◆ Page extract:
_____
Early in the morning on August 7, 1998, two virtually simultaneous terrorist attacks struck the U.S. embassies in Nairobi, Kenya, and Dar-es-Salaam, Tanzania. Killing 257 (including 12 Americans) and wounding over 5,000, the attacks were the work of a sophisticated terrorist operation.
Almost immediately, Israel offered the U.S. its expertise in disaster rescue and cleanup and within six hours of the bombings, an Israeli rescue mission was authorized.
Early on August 8, Israel dispatched to Kenya approximately 170 members of the IDF’s Home Front Command Rescue Unit accompanied by a group of civilian and military doctors, eight search and rescue dogs, Signals and Electronics corpsmen and truckloads of high-tech rescue equipment including drills, saws, compressors, communications devices and a special inflatable rubber mat. The IDF teams began operating in the disaster site just 23 hours after it received its first order and was the first delegation to arrive on the scene from abroad.
According to the New York Times, Israel’s presence was felt immediately: “Before the arrival of the Israeli experts at 4 P.M., the rescue efforts had been going slowly and did not seem well-organized. By late afternoon, the ad-hoc team of volunteers, private contractors, engineers, Red Cross workers, and Kenyan soldiers were still trying to find a way to lift several large slabs of concrete without causing a general collapse that would doom the few people still left alive behind....But within an hour, the Israeli team had taken command...using three cranes to lift huge slabs of flooring off from above and clearing rubble with human chains.” CNN echoed these sentiments August 8, describing the initial rescue effort as an “energetic [but] ill-equipped” mission that was “changed and galvanized by the arrival of an Israeli squad of well-trained, very well-equipped, and highly experienced engineers who have done a lot of this.”
_____
◆ Work request:
According to the account of the 1998 embassy bombings, how many search and rescue dogs did Israel send to Kenya?

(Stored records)
_____
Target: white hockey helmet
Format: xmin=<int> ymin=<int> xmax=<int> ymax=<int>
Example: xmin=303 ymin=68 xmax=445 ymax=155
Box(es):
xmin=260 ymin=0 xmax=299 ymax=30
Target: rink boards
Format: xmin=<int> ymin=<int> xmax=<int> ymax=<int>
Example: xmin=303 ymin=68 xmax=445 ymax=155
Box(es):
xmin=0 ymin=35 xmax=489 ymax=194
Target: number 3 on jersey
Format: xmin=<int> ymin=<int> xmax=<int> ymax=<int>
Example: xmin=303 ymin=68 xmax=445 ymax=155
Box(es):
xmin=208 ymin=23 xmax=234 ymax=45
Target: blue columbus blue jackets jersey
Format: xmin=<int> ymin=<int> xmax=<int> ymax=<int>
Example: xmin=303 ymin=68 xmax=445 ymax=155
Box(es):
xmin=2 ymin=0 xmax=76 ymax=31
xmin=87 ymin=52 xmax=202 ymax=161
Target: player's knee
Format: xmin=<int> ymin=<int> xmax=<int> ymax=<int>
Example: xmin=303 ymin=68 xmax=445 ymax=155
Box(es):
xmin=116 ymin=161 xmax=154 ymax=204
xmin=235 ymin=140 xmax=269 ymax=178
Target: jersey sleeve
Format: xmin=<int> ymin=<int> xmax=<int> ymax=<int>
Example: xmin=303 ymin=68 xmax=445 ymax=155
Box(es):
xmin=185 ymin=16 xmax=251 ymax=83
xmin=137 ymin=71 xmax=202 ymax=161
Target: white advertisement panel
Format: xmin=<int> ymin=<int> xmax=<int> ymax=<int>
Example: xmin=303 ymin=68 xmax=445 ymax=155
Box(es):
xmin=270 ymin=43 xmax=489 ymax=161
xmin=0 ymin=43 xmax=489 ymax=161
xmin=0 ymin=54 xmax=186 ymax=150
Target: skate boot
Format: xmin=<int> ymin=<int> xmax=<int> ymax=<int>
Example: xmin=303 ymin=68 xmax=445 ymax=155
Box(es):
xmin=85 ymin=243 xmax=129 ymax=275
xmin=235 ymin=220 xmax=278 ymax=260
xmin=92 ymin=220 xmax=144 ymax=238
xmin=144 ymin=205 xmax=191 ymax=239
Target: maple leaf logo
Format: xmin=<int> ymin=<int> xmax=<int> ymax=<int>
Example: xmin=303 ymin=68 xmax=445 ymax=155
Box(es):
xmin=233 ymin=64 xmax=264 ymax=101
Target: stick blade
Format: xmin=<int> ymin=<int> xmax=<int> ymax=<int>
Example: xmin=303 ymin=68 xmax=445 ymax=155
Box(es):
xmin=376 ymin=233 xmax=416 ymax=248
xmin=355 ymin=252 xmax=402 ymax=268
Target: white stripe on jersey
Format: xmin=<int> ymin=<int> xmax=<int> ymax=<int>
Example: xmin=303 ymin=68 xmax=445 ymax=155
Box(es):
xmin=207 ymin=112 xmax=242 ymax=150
_____
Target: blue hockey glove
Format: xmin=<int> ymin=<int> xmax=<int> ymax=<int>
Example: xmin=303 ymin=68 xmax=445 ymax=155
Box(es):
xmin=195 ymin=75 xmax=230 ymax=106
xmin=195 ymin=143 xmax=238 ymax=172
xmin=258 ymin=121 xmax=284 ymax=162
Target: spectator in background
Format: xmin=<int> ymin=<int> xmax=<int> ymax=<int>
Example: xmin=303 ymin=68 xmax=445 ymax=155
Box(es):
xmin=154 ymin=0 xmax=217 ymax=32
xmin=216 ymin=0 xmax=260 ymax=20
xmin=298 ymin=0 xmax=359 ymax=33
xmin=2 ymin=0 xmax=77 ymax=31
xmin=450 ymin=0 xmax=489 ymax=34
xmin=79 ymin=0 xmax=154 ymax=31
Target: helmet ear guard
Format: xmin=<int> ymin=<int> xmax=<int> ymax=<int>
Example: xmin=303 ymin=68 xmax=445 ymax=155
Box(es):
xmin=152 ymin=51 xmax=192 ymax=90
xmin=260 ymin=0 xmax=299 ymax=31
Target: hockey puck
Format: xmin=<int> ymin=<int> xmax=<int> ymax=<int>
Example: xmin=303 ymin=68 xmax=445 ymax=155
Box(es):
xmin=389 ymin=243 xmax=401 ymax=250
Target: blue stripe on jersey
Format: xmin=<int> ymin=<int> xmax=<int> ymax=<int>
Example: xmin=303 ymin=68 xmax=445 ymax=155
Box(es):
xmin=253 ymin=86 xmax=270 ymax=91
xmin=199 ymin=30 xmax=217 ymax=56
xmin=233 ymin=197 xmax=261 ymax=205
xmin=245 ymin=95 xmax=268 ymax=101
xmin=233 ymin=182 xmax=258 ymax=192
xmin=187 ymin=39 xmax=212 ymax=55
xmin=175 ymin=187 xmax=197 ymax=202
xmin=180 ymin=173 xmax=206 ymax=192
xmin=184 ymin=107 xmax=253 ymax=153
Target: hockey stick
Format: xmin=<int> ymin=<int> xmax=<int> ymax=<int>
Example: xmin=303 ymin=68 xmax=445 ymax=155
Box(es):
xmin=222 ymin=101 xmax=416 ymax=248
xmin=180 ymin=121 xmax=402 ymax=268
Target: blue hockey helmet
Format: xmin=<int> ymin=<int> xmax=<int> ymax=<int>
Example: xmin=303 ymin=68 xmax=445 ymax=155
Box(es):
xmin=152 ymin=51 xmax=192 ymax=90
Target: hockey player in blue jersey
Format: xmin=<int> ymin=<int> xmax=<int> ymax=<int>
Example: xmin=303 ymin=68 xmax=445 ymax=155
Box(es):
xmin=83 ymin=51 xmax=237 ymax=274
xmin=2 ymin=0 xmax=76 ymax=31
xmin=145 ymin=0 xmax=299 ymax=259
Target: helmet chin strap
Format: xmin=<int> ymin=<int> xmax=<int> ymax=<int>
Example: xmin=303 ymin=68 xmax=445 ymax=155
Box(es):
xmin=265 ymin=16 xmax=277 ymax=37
_____
◆ Finished exercise:
Eight.